§ Entries supplied
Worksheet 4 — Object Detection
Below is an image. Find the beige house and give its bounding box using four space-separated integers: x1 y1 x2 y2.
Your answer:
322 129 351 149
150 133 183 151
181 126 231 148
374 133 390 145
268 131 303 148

§ Problem description
Render each line of the material above as a JSON list of strings, one string per line, and leave out any blank lines.

§ The reply
[
  "Worksheet 4 — Object Detection",
  "Below is an image. Find the beige house and give its bounding box using four space-separated integers: x1 y1 x2 y2.",
  "Your answer:",
  "322 129 351 149",
  "150 133 183 151",
  "181 126 231 148",
  "374 133 390 145",
  "268 131 303 148"
]